(Dataset rows)
-- Start --

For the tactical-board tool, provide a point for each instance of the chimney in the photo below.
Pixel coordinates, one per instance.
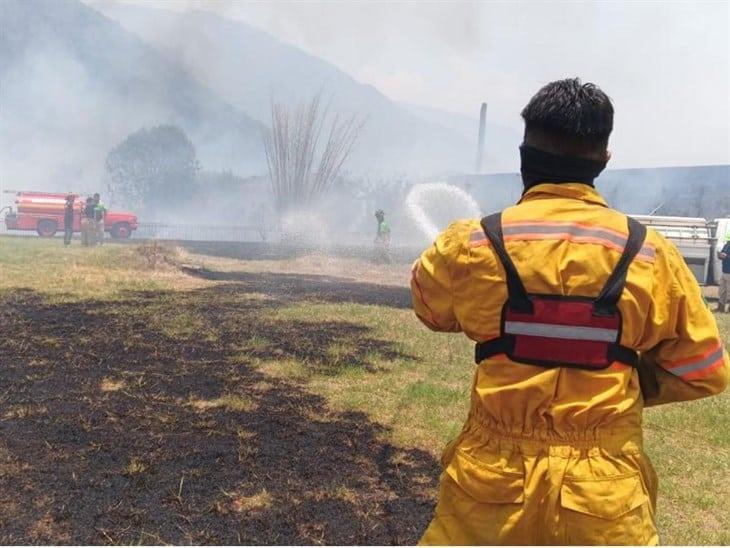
(480, 145)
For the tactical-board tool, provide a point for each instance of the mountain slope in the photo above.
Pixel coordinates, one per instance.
(249, 67)
(75, 83)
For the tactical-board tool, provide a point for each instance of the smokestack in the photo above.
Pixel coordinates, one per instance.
(482, 129)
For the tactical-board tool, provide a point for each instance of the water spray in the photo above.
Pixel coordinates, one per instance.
(431, 206)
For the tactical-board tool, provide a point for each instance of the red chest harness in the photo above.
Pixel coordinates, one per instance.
(557, 330)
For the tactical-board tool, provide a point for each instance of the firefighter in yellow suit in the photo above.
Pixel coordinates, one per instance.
(554, 455)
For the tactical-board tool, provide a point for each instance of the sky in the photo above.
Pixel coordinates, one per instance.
(666, 65)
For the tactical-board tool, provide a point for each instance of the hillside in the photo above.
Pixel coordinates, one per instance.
(248, 67)
(75, 83)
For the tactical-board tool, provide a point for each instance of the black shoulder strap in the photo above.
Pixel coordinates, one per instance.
(608, 298)
(517, 294)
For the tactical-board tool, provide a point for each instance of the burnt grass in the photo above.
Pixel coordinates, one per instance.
(138, 463)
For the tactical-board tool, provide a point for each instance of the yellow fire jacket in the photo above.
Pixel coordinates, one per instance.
(554, 456)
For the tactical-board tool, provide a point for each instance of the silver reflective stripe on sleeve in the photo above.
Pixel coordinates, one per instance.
(695, 366)
(568, 332)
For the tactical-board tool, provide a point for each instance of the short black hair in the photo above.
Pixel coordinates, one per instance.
(570, 118)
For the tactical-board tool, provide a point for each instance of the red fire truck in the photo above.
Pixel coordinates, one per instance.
(44, 213)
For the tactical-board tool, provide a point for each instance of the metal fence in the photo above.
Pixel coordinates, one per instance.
(195, 232)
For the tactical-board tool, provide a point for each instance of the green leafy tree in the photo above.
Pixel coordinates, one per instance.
(153, 170)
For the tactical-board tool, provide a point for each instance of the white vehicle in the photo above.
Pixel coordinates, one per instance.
(697, 239)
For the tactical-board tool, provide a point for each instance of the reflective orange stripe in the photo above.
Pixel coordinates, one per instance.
(573, 232)
(700, 366)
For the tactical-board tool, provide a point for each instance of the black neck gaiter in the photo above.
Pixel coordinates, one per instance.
(538, 166)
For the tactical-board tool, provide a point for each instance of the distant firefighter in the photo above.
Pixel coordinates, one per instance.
(724, 256)
(99, 214)
(382, 239)
(68, 219)
(88, 231)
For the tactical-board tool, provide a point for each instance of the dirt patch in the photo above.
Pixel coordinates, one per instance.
(153, 255)
(133, 433)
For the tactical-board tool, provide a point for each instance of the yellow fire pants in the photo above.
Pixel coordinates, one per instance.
(501, 488)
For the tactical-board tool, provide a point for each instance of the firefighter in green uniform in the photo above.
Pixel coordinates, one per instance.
(382, 239)
(99, 213)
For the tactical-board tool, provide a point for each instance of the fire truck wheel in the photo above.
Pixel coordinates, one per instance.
(47, 228)
(121, 231)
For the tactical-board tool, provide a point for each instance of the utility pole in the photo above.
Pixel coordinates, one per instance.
(480, 145)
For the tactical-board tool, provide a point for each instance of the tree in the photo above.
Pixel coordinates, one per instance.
(153, 169)
(304, 158)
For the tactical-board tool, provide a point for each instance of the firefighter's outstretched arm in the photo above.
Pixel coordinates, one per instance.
(689, 356)
(432, 283)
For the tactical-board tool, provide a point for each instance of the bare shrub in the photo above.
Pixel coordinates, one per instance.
(305, 152)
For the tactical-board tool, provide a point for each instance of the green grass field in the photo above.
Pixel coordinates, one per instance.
(367, 357)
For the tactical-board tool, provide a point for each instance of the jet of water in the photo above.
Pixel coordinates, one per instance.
(431, 206)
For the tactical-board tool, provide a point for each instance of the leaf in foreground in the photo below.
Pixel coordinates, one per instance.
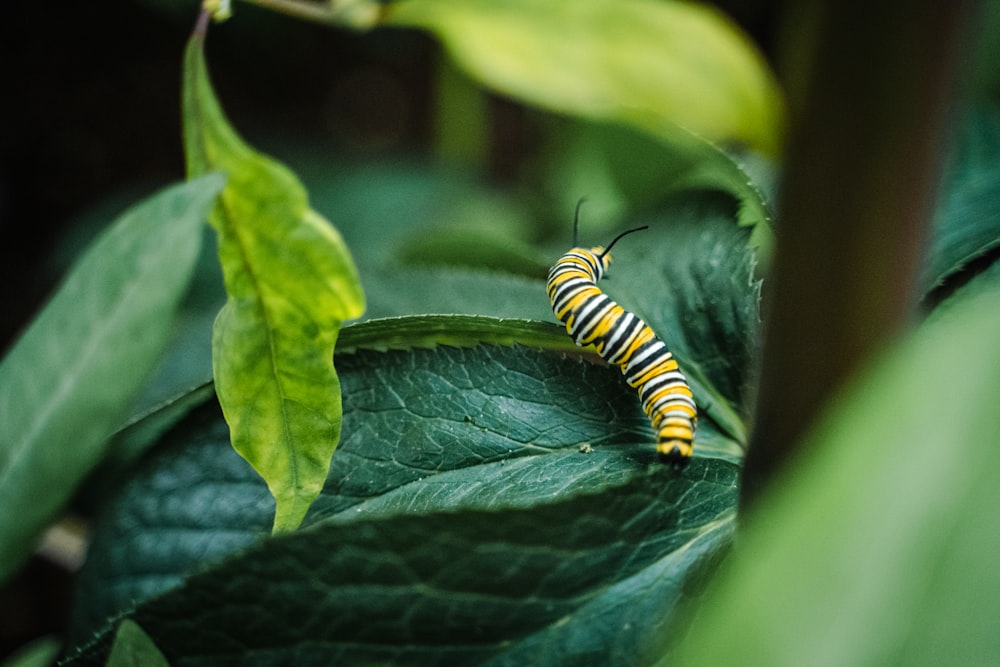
(290, 283)
(67, 381)
(881, 547)
(460, 522)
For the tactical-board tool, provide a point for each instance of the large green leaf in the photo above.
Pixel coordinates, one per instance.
(621, 169)
(880, 547)
(290, 283)
(651, 64)
(68, 380)
(462, 520)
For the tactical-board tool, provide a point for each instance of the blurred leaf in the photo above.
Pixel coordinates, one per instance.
(621, 169)
(290, 283)
(134, 648)
(879, 548)
(39, 653)
(651, 64)
(691, 277)
(67, 382)
(403, 333)
(967, 222)
(460, 521)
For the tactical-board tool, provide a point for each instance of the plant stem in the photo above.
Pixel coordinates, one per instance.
(869, 116)
(316, 12)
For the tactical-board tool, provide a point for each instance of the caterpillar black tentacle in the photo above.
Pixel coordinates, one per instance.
(623, 339)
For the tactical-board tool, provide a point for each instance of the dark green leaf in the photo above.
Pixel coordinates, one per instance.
(134, 648)
(65, 385)
(621, 169)
(460, 494)
(691, 277)
(290, 283)
(967, 223)
(880, 548)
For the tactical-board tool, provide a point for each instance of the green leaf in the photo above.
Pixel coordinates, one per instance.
(880, 547)
(622, 169)
(134, 648)
(461, 521)
(290, 283)
(39, 653)
(691, 277)
(967, 222)
(653, 65)
(67, 382)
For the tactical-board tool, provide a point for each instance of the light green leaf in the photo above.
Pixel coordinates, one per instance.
(290, 283)
(651, 64)
(134, 648)
(880, 547)
(67, 382)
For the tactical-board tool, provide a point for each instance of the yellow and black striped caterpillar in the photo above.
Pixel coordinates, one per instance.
(623, 339)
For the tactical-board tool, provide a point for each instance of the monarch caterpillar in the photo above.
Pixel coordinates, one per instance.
(623, 339)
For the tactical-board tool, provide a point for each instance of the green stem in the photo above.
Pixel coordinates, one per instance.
(870, 114)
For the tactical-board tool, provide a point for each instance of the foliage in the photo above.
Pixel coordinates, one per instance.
(493, 495)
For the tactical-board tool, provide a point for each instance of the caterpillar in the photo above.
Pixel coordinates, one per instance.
(624, 340)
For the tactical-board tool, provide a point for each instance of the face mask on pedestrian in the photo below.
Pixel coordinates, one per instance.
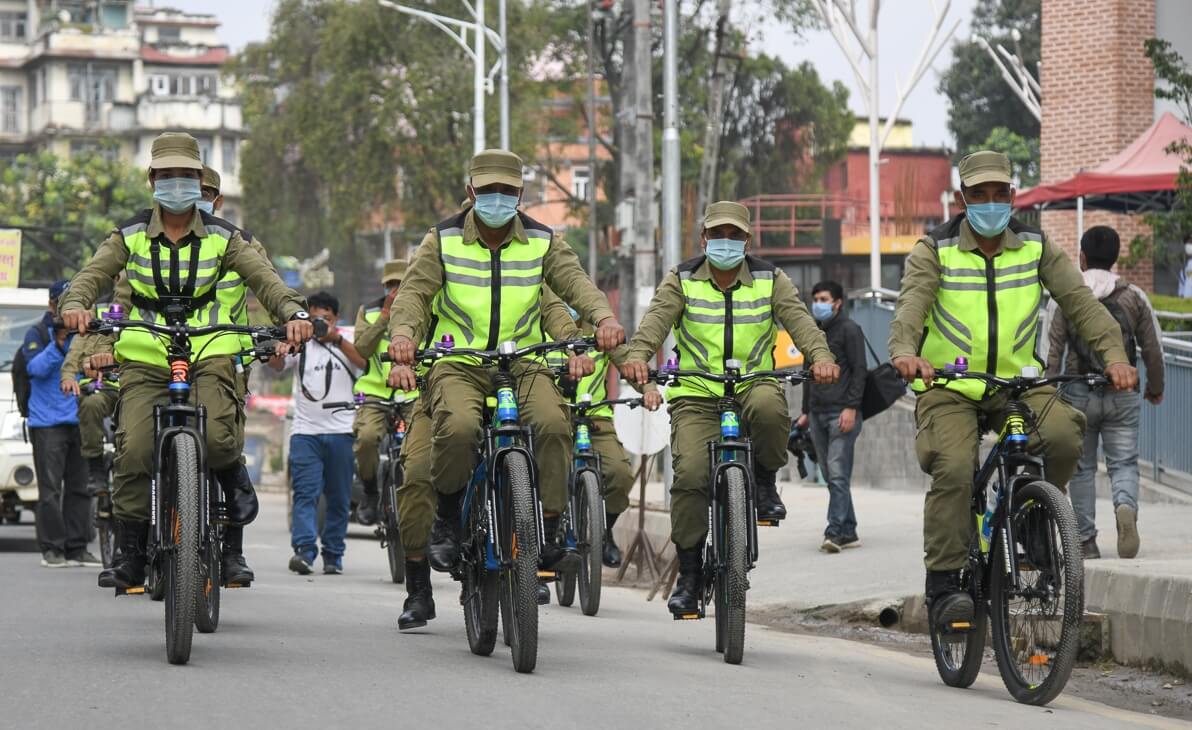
(823, 311)
(725, 253)
(177, 195)
(987, 218)
(496, 209)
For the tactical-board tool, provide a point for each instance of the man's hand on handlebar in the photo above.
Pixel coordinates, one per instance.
(1122, 376)
(403, 377)
(911, 367)
(825, 373)
(76, 320)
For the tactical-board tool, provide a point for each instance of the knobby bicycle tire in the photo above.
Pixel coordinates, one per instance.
(182, 562)
(1055, 512)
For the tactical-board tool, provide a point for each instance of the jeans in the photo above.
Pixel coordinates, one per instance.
(63, 505)
(320, 465)
(1112, 421)
(833, 453)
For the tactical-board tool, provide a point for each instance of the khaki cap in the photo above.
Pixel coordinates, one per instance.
(494, 166)
(395, 271)
(175, 149)
(210, 178)
(985, 166)
(726, 211)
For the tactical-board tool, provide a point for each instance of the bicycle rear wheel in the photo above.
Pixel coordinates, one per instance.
(519, 593)
(590, 536)
(1036, 624)
(181, 571)
(732, 580)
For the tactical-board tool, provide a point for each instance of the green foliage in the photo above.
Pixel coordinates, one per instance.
(980, 99)
(75, 203)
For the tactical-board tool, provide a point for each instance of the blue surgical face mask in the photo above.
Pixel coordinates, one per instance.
(496, 209)
(823, 311)
(725, 253)
(177, 195)
(987, 218)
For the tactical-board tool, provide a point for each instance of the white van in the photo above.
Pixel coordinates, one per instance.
(19, 310)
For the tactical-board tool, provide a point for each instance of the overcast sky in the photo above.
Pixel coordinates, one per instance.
(901, 32)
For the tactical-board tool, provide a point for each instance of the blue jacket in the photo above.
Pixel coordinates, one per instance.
(48, 406)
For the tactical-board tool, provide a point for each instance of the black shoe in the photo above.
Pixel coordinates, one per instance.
(769, 503)
(420, 602)
(366, 511)
(950, 607)
(238, 494)
(129, 570)
(685, 597)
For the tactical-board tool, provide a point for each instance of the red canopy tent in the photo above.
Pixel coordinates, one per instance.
(1141, 177)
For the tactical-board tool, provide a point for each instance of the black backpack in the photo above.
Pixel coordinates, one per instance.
(22, 387)
(1087, 359)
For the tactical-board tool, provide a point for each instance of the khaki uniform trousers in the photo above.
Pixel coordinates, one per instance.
(947, 445)
(694, 422)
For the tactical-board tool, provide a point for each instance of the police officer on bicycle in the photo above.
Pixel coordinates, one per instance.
(175, 252)
(722, 304)
(973, 288)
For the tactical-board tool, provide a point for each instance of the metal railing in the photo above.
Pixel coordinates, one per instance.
(1163, 441)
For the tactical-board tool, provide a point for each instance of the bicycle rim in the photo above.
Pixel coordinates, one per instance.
(1036, 624)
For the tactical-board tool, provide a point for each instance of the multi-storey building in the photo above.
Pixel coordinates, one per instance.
(87, 74)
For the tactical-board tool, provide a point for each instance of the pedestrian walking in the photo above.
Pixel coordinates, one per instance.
(321, 463)
(1112, 415)
(63, 506)
(832, 413)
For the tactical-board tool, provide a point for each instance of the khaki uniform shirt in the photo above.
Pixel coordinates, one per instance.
(1057, 273)
(668, 305)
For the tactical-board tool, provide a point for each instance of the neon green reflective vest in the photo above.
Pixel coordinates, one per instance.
(489, 296)
(986, 310)
(157, 270)
(719, 326)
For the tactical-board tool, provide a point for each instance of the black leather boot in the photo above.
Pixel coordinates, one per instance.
(685, 597)
(366, 511)
(238, 494)
(442, 552)
(612, 556)
(420, 602)
(129, 570)
(236, 570)
(769, 503)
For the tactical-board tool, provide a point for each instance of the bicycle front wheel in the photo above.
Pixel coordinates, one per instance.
(1036, 623)
(182, 561)
(519, 594)
(732, 579)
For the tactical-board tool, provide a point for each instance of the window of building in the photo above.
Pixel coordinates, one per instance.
(10, 109)
(12, 25)
(581, 178)
(229, 155)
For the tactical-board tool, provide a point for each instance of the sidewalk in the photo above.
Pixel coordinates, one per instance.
(1147, 599)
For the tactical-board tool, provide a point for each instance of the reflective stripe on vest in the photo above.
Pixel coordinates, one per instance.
(718, 326)
(489, 296)
(986, 310)
(174, 273)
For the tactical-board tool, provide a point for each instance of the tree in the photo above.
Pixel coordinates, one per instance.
(980, 100)
(69, 204)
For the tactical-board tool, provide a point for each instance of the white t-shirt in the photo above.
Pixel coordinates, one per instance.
(310, 418)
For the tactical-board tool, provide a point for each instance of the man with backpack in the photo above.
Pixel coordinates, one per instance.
(1112, 414)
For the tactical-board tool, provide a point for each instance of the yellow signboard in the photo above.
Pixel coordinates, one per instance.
(10, 258)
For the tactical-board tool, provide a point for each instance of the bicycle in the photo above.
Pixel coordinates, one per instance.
(501, 513)
(582, 523)
(389, 472)
(1025, 551)
(731, 548)
(186, 517)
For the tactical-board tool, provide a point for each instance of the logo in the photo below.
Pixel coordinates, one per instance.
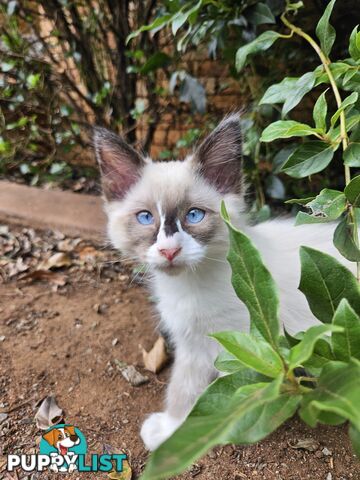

-- End --

JOB → Can you replace "Pixel coordinates" with "Image coordinates" in the lines starting at the one containing "green stem in the photo above." and ending at the one containing "(1055, 512)", keeping everything else the same? Give only those lines, without the pictures.

RESPONSE TO THIS EXERCISE →
For the tactical-board tool, provide a point for each instance of the green stem in the photo above.
Image coordinates, one per instance.
(870, 114)
For the tactical-board tool, provide a point for each instance of the foliage in the photo above.
Image coordinates, one per instance.
(493, 495)
For the tactical-board tool, provide a point for each instance of the caterpillar in the photo above.
Image coordinates, one per instance.
(624, 340)
For the tactical-board tool, provide a point for each instance of the face mask on pedestrian in the photo below.
Image coordinates, one per instance.
(823, 311)
(725, 253)
(177, 195)
(987, 218)
(496, 209)
For the tactical-board tool, provide a point for each instance of the man's hand on handlebar in the photo above.
Image coordinates, one per instance.
(1122, 376)
(403, 377)
(911, 367)
(825, 373)
(76, 320)
For the tactical-board tool, provide a point for each instance of the knobby bicycle tire in the photo above.
Image coordinates, one per instance.
(182, 562)
(1055, 512)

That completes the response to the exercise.